_Exercise_: Each record listed below is to be output exactly as written.
------ Excerpted records
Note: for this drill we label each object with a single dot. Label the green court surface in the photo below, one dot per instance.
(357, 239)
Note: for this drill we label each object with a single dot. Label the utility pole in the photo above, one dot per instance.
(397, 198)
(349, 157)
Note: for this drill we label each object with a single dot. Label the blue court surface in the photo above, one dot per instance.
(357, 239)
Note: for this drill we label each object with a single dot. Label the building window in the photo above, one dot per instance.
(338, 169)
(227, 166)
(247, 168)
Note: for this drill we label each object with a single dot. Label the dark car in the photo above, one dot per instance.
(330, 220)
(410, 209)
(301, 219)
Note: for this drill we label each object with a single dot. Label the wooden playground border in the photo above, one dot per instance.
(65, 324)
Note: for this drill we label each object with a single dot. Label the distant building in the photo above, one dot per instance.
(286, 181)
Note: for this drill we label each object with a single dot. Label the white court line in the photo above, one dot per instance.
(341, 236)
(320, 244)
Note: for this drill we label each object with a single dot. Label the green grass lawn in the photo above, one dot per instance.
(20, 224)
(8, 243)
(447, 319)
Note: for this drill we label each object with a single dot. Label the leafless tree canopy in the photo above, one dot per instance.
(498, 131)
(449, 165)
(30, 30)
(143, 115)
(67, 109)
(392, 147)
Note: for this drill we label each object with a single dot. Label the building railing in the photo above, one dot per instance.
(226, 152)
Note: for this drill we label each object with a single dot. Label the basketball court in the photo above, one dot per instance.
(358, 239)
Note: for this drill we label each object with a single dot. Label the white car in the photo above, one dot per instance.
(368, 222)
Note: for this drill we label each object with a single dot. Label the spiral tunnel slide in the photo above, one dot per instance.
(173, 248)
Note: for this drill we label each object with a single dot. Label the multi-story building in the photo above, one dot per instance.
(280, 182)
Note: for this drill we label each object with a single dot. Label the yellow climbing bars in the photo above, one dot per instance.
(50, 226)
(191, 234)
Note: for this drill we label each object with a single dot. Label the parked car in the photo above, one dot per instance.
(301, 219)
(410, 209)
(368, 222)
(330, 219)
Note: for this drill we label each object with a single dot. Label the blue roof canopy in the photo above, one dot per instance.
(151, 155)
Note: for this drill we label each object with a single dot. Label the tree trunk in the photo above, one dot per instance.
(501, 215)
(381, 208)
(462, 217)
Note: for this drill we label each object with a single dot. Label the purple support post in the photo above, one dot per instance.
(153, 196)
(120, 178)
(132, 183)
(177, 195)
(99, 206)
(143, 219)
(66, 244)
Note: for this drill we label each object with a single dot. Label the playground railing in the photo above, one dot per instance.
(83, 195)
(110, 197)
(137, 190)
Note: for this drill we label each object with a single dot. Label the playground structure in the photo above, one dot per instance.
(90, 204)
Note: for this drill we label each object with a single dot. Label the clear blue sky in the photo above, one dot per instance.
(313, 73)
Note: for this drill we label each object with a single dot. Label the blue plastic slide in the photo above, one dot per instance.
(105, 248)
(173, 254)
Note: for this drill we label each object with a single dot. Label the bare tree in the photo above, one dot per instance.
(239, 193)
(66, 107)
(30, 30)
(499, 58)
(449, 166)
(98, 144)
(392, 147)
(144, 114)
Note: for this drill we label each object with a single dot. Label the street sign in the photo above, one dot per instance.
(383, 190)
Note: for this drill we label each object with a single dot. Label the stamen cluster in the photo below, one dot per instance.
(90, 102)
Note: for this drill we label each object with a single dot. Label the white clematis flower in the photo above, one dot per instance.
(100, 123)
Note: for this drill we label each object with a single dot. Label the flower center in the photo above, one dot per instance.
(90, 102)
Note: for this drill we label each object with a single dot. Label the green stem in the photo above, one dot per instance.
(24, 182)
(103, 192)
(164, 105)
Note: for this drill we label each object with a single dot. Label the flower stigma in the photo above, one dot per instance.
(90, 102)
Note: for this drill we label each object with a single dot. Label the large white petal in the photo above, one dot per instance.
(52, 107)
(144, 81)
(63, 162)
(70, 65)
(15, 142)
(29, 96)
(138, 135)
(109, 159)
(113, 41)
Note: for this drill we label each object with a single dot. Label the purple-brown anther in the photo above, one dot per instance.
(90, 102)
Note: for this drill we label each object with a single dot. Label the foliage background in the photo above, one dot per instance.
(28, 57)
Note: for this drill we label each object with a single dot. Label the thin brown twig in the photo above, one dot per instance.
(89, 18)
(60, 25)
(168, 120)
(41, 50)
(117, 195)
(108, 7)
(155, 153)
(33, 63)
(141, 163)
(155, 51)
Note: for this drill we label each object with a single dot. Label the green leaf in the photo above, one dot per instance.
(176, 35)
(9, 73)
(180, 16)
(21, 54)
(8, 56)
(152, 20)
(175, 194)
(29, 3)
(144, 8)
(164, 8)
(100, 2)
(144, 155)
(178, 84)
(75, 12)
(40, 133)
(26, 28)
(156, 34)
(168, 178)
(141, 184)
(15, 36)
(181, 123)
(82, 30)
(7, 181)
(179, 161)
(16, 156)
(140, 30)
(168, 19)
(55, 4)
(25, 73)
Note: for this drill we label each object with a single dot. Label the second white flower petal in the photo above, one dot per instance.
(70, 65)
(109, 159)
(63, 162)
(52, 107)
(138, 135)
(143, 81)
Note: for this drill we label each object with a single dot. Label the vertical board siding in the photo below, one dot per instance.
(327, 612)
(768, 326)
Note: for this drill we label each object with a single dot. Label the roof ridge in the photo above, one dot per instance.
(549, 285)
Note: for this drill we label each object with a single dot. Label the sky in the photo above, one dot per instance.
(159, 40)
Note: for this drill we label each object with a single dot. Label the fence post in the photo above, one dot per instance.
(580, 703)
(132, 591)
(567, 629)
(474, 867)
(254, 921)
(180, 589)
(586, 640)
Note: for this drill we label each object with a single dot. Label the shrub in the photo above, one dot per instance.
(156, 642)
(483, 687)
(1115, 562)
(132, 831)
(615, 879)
------------
_Response area_:
Note: for this drill we label each object with a single dot. Label the green court surface in the photo below, one dot per instance.
(357, 239)
Note: for this drill we label each object with a single dot. Label the utility pole in the photo above, one dot per instance.
(397, 198)
(349, 157)
Note: for this drill we label each object with a single dot. Label the blue court surface in the photo above, one dot per instance.
(357, 239)
Note: for this drill we label each object with a single dot. Label the building window in the photo above, one dot per instance.
(338, 169)
(227, 166)
(247, 168)
Note: for this drill we label each object with a single dot. Label the dark car in the photo above, one dot per instance.
(330, 220)
(410, 209)
(301, 219)
Note: for this drill we label each object with a single dot. Label the wooden playground border in the photo above, one dot per instance.
(65, 324)
Note: for this drill we label each object with a single dot. Label the distant building in the photo above, one dot per instance.
(286, 181)
Note: for this drill we label each object with a single dot. Label the white court line in the photo above, one dot per instance.
(341, 236)
(320, 244)
Note: for this drill we label each object with a single dot. Label the green grass lawn in the photo above, one dot per instance.
(20, 224)
(8, 243)
(447, 319)
Note: for this drill we label each object with a single dot. Label the leafless tree canopy in the photo above, one dot per instance.
(498, 131)
(449, 165)
(30, 30)
(143, 115)
(67, 109)
(392, 147)
Note: for this drill we label each object with a single dot. Label the building railing in the photo above, one dot per instance.
(226, 152)
Note: for this drill we label each object with a single dot. Label the basketball court in the photo above, one dot per instance.
(358, 239)
Note: for this drill we label each object with a single dot. Label the white car in the photo above, one dot per instance.
(368, 222)
Note: for this drill we label each object with a single dot. Label the spiral tunnel slide in the photo above, one dot per instance.
(173, 248)
Note: for this drill we label each object with a single dot. Label the multi-story building in the photo above, one dot per instance.
(280, 182)
Note: for this drill we label each object with a single dot. Label the yellow climbing bars in the photo above, one dot per instance.
(50, 226)
(191, 234)
Note: for this drill we label each object with a single dot. Label the parked car in the photo above, one dot per instance.
(301, 219)
(410, 209)
(368, 222)
(330, 219)
Note: for this drill we label each object with a single dot. Label the blue roof canopy in the photo above, one dot per instance.
(151, 155)
Note: for this drill we label each object with a single dot. Label the tree trunk in the photo above, one dot per instance.
(501, 215)
(381, 208)
(462, 217)
Note: for this drill we label each object with a single dot. Label the purple support post in the photo above, one dot per instance.
(153, 196)
(120, 178)
(132, 183)
(177, 195)
(99, 206)
(143, 219)
(66, 244)
Note: for this drill we label each object with a single dot. Label the playground railing in the photo above, one dot per instance.
(83, 195)
(110, 197)
(137, 190)
Note: for this drill we label each object with a single dot. Label the playground structure in the photo above, one dot per instance.
(90, 204)
Note: for this drill we label each object with a single dot. Label the clear blue sky in the photo above, one dot per instance.
(313, 73)
Note: for this drill we label each object with a single dot. Label the blue plastic slide in the photo above, one dot per instance.
(105, 248)
(173, 254)
Note: for this drill we label each object with a single dot. Label the bare tree in the photo above, one dot per instance.
(239, 193)
(66, 107)
(30, 30)
(499, 58)
(449, 166)
(98, 144)
(392, 147)
(144, 114)
Note: for this drill we label each object with a single dot. Label the street sign in the photo above, one dot per instance.
(383, 190)
Note: for this drill we label each object with a single dot. Label the stamen cluster in the photo below, one dot per instance.
(90, 102)
Note: for this drill we label each object with a single dot. Label the white clematis flower in the photo above, one dot per instance.
(100, 123)
Note: for this drill we label each object with a single dot. Label the flower center in the photo above, one dot per instance.
(90, 102)
Note: for this drill we label each object with a single dot. Label the green stem in the photo above, one dot per instance.
(24, 182)
(103, 192)
(164, 105)
Note: for this drill we label each object with a single dot. Label the flower stigma in the photo above, one dot per instance.
(90, 102)
Note: for this drill we label each object with a single dot. Label the large white petal in the photo above, one dot per instance.
(52, 107)
(144, 81)
(63, 162)
(70, 65)
(15, 142)
(29, 96)
(138, 135)
(109, 159)
(113, 41)
Note: for this drill we label each object with a single dot. Label the purple-brown anther in the photo above, one dot per instance.
(90, 102)
Note: for this drill we label each object with a single dot. Label the foliage background in the photo above, one dot per instance.
(28, 57)
Note: for this drill we label each object with a single dot. Label the thin brown twig in the photo above, one dot per instance.
(89, 18)
(60, 25)
(168, 120)
(41, 50)
(117, 195)
(108, 7)
(155, 153)
(33, 63)
(141, 163)
(155, 51)
Note: for this drill we label each object with a single dot. Label the green leaf in the photo above, one dot per instance.
(176, 35)
(9, 73)
(180, 16)
(21, 54)
(8, 56)
(152, 20)
(175, 194)
(29, 3)
(144, 8)
(164, 8)
(100, 2)
(144, 155)
(178, 84)
(75, 12)
(40, 133)
(26, 28)
(156, 34)
(168, 178)
(141, 184)
(15, 36)
(181, 123)
(82, 30)
(7, 181)
(179, 161)
(16, 156)
(140, 30)
(168, 19)
(55, 4)
(25, 73)
Note: for this drill we label each object with a single dot. Label the second white flower petal in the photo above, one dot per instance.
(70, 65)
(109, 159)
(63, 162)
(52, 107)
(138, 135)
(143, 81)
Note: for this drill we label each object with a single dot. Label the vertical board siding in the photo below, one dot per instance.
(327, 612)
(768, 326)
Note: for this drill we label each object with a single dot. Label the roof ridge in the photo above, one dot per instance.
(549, 285)
Note: for this drill we label each object with a single dot. Label the sky in the photo above, one dot per instance.
(159, 40)
Note: for this drill we label each object with a single dot. Label the fence post in the photo above, one dot per instance.
(580, 703)
(132, 591)
(567, 629)
(474, 867)
(254, 921)
(180, 589)
(586, 640)
Note: for this drill we label each object with a single dot. Label the shrub in the photo above, one dot per instance.
(156, 642)
(483, 687)
(1115, 562)
(132, 831)
(615, 879)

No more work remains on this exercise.